• EXERCISE OBJECTIVE:
Return the lines below in which the string "instance" occurs.

Saved entries

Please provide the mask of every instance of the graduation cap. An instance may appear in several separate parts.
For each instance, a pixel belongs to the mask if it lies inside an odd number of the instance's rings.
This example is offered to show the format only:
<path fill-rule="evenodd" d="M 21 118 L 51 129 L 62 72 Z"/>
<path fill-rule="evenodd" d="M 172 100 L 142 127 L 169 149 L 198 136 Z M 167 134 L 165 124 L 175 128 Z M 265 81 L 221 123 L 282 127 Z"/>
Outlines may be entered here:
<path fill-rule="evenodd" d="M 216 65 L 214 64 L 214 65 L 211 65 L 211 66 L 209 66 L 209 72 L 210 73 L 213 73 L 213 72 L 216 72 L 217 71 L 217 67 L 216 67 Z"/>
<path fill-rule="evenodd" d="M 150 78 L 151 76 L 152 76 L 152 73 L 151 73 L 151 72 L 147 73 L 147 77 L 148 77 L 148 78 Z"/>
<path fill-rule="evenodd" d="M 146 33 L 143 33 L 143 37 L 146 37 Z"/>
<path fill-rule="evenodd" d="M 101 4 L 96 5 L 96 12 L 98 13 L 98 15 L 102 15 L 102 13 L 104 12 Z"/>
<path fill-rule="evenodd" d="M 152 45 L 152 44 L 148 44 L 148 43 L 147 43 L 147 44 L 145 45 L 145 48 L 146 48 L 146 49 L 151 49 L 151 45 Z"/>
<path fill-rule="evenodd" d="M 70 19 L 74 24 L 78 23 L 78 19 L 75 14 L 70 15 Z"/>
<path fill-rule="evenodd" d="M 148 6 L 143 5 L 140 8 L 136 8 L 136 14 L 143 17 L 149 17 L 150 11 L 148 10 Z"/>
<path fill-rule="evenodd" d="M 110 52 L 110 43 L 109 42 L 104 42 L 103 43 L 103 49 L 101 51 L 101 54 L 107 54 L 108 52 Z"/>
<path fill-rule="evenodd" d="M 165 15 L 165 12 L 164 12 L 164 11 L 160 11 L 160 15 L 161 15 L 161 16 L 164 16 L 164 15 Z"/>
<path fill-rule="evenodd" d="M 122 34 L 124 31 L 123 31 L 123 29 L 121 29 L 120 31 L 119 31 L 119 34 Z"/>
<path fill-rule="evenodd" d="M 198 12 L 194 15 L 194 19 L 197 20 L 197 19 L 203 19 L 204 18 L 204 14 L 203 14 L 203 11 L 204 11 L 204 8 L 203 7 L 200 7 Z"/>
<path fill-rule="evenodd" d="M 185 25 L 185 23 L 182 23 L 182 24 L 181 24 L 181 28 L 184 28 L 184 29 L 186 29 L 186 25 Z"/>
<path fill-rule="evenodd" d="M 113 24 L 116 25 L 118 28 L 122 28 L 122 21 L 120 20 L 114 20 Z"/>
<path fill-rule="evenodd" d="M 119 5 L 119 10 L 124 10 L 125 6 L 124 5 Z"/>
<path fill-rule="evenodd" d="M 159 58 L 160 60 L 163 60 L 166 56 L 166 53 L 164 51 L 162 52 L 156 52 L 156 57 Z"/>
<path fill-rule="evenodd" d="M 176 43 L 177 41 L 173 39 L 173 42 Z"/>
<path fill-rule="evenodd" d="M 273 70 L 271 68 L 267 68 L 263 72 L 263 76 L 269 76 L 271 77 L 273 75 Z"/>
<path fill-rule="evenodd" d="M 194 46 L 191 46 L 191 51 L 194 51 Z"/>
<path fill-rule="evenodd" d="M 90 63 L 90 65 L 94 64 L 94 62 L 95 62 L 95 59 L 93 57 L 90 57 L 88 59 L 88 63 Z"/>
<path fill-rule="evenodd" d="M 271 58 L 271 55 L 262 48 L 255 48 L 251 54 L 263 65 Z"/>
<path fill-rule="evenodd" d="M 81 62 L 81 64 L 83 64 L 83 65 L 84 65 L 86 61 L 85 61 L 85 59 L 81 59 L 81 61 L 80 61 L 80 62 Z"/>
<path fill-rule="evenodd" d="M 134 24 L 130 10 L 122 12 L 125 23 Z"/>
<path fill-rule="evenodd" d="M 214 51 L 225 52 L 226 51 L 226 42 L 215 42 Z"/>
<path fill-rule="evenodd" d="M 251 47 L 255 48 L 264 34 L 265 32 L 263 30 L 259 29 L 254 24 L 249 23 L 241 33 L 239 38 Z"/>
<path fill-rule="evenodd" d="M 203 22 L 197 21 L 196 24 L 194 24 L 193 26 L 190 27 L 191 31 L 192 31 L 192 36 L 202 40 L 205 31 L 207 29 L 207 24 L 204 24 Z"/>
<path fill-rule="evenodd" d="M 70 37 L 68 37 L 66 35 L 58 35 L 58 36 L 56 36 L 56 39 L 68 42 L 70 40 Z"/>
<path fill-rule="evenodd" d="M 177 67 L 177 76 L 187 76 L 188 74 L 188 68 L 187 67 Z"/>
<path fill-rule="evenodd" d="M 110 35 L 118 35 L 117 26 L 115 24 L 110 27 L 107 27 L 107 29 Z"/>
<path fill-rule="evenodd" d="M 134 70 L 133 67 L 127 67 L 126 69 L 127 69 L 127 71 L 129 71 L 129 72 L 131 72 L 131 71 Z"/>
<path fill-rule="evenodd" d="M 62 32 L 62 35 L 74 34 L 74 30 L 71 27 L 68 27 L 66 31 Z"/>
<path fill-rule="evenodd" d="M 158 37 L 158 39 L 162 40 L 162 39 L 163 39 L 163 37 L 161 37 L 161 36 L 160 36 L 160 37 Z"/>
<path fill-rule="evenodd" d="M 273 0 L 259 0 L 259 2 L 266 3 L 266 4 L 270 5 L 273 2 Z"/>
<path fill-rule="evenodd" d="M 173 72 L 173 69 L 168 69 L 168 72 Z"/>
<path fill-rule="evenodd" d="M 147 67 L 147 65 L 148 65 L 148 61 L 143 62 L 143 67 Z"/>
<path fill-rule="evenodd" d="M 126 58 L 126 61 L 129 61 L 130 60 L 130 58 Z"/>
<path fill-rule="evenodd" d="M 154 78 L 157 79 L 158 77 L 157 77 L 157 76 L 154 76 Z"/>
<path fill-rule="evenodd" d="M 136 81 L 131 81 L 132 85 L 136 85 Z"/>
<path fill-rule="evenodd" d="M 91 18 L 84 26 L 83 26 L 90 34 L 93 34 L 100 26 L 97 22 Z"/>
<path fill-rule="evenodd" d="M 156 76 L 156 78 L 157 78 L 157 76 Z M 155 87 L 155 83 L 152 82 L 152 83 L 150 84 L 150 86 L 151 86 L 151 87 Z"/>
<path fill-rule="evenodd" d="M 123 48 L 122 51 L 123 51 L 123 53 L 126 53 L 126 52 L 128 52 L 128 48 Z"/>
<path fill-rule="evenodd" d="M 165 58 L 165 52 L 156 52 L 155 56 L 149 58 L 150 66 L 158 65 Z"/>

• RESPONSE TO THE EXERCISE:
Please provide the mask of every instance of the graduation cap. An instance may appear in several separate parts.
For each instance, a pixel belongs to the mask if it lies inside an odd number of the instance's rings.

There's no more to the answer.